Make an exact copy of all the entries shown below.

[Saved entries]
────────────────────────────────────────
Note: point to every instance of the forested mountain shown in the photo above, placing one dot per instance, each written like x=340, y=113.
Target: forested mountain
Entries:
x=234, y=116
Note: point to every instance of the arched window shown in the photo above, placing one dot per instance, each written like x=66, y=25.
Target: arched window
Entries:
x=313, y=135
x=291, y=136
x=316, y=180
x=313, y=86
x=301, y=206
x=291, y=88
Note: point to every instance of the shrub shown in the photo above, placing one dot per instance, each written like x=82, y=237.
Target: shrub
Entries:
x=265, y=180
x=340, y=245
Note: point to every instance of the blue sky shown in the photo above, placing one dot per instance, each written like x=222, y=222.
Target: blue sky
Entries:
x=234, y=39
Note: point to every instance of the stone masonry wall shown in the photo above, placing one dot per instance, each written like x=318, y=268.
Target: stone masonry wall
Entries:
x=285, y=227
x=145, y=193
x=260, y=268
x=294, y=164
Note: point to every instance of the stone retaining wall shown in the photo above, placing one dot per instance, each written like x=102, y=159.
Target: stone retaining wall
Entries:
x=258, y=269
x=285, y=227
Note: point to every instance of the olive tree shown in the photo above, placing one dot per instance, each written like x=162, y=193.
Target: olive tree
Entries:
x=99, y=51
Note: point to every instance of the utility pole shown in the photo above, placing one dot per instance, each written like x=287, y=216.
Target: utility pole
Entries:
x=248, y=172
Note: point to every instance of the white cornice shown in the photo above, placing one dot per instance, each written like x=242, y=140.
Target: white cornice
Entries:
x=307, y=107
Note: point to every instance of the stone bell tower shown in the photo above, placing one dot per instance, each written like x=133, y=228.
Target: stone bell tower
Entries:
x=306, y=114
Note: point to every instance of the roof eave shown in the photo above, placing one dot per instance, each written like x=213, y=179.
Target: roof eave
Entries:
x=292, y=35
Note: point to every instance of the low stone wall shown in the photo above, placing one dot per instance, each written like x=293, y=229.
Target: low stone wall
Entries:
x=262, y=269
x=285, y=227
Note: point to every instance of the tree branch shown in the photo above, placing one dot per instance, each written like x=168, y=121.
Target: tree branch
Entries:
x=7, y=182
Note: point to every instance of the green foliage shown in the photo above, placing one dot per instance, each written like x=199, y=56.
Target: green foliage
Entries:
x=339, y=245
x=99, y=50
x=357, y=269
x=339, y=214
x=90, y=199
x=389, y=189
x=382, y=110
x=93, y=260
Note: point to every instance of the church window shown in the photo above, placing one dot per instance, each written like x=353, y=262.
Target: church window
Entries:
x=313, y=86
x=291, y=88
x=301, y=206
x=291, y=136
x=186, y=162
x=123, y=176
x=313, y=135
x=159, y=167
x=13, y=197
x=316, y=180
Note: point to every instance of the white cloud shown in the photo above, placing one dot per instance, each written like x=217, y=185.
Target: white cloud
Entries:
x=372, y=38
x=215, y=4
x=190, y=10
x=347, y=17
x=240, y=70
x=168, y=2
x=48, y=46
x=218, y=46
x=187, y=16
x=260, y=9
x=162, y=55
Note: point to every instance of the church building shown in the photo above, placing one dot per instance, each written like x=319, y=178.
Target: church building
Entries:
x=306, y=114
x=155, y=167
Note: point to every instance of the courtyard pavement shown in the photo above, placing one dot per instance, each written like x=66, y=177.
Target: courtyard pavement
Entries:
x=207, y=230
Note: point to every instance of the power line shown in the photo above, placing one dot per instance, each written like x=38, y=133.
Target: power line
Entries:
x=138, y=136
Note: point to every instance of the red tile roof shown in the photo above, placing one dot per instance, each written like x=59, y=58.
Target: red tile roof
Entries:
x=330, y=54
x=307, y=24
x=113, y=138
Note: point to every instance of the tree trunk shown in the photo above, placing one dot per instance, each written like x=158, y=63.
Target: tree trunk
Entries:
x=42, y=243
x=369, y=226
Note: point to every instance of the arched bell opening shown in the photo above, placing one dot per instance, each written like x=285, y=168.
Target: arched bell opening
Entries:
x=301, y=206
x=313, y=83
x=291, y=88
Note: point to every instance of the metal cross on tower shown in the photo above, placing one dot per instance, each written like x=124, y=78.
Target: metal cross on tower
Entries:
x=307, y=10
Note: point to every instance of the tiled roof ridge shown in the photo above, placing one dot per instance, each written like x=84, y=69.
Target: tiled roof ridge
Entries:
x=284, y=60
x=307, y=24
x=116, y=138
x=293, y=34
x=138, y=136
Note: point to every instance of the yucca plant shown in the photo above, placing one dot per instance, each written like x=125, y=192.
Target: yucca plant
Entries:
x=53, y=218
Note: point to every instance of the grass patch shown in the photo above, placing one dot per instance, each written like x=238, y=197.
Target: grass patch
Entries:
────────────────────────────────────────
→ Output:
Note: point to every instance of the forested mountain shown in the photo above, placing one dot per instance, each written like x=340, y=113.
Target: forested mountain
Entries:
x=234, y=116
Note: point to every instance of the arched window shown in the photo above, placing one dot per instance, each written like x=66, y=25.
Target: arched window
Entries:
x=313, y=135
x=291, y=136
x=316, y=180
x=313, y=86
x=301, y=206
x=291, y=88
Note: point to every instance of the shrub shown in the photo above, placing one dot per instance, each written like x=82, y=237.
Target: shrub
Entries:
x=265, y=180
x=340, y=245
Note: point to every instance of the blue sky shown in the photo above, placing one dot per instance, each written like x=222, y=222.
Target: blue sky
Entries:
x=234, y=39
Note: point to every instance of the stone masonry wall shown in the photo above, placing one dot per instance, each written like x=318, y=268.
Target: stone masonry wall
Entries:
x=285, y=227
x=145, y=193
x=260, y=268
x=294, y=164
Note: point to every instance of the stone retaining wall shown in the photo above, placing one dot per instance, each written like x=102, y=159.
Target: stone retaining wall
Entries:
x=258, y=269
x=285, y=227
Note: point to every instance of the olive tree shown in the photo above, placing one dot per instance, each written like x=162, y=193.
Target: olive tree
Entries:
x=99, y=51
Note: point to every instance of the utility pole shown in the photo above, placing one dot per instance, each written like x=287, y=216.
Target: utility pole
Entries:
x=248, y=172
Note: point to every instance of the white cornice shown in the photo above, placing one dot per instance, each written like x=242, y=140.
Target: white cornice
Entries:
x=307, y=107
Note: point to every instance of the stone bell tower shown in the photo above, placing one dot per instance, each written like x=133, y=228.
Target: stone bell tower
Entries:
x=306, y=114
Note: point to every instance of the roof eave shown in the photo above, placing one dot per instance, each written like x=213, y=179.
Target: roof eave
Entries:
x=292, y=35
Note: point to every instance of the low stone wall shown in the photo above, placing one dot per instance, each written like x=293, y=229.
Target: low stone wall
Entries:
x=262, y=269
x=285, y=227
Note: point to every instance of the tree branch shown in the photo above, placing one dot per instance, each written like x=168, y=121.
Target: tree branch
Entries:
x=7, y=182
Note: point to every instance of the green foliage shown in the photo above, placing one dot per instance, each written like x=199, y=56.
Target: green foliage
Entries:
x=339, y=245
x=99, y=50
x=357, y=269
x=339, y=214
x=90, y=199
x=389, y=189
x=382, y=110
x=93, y=260
Note: point to every instance of the church window shown in the photo above, placing one dot per instance, each written like x=353, y=262.
Target: church window
Entries:
x=313, y=86
x=291, y=88
x=301, y=206
x=291, y=136
x=186, y=162
x=123, y=176
x=313, y=135
x=159, y=167
x=13, y=197
x=316, y=180
Note: point to every instance of the white cloud shown in the photo above, placing one dot per instance, each written like x=217, y=185.
Target: white cloud
Entries:
x=372, y=38
x=215, y=4
x=190, y=10
x=347, y=17
x=240, y=70
x=168, y=2
x=48, y=46
x=218, y=46
x=187, y=16
x=260, y=9
x=162, y=55
Note: point to every instance of the church building shown in the photo above, placing one dot per instance, each written like x=319, y=178.
Target: church building
Entries:
x=306, y=114
x=155, y=167
Note: point to every instance of the courtyard pavement shown in the photo above, placing one dot per instance, each written like x=66, y=177.
Target: courtyard pavement
Entries:
x=207, y=230
Note: point to every instance of the power line shown in the photo above, placing one dot per instance, each written like x=38, y=133.
Target: power line
Entries:
x=138, y=136
Note: point to every instance of the red tile roof shown in the photo above, placing one dot per instance, each written like x=59, y=58.
Target: red tile roof
Entries:
x=330, y=54
x=307, y=24
x=113, y=138
Note: point to every instance of the tree trunk shown in the photo above, placing one dot per instance, each written like x=158, y=63.
Target: tree trunk
Entries:
x=42, y=243
x=369, y=226
Note: point to every instance of the arched bell opening shown in the photo above, placing one dot per instance, each written like x=285, y=168.
Target: arched bell opening
Entries:
x=301, y=206
x=313, y=83
x=291, y=88
Note: point to every instance of the metal cross on tower shown in the photo above, placing one dot per instance, each written like x=124, y=78.
Target: metal cross on tower
Entries:
x=307, y=10
Note: point to every instance of the tiled roof ridge shown in the photo above, placing one dot per instance, each written like x=84, y=69.
Target: tiled roof ridge
Entries:
x=284, y=60
x=307, y=24
x=116, y=138
x=293, y=34
x=138, y=136
Note: point to every instance of the yucca plant shown in the photo above, placing one dot per instance, each written like x=125, y=192.
Target: yucca plant
Entries:
x=53, y=218
Note: point to every instance of the grass patch shown in the photo above, placing one dot per instance, each written like x=238, y=197.
Target: grass patch
Entries:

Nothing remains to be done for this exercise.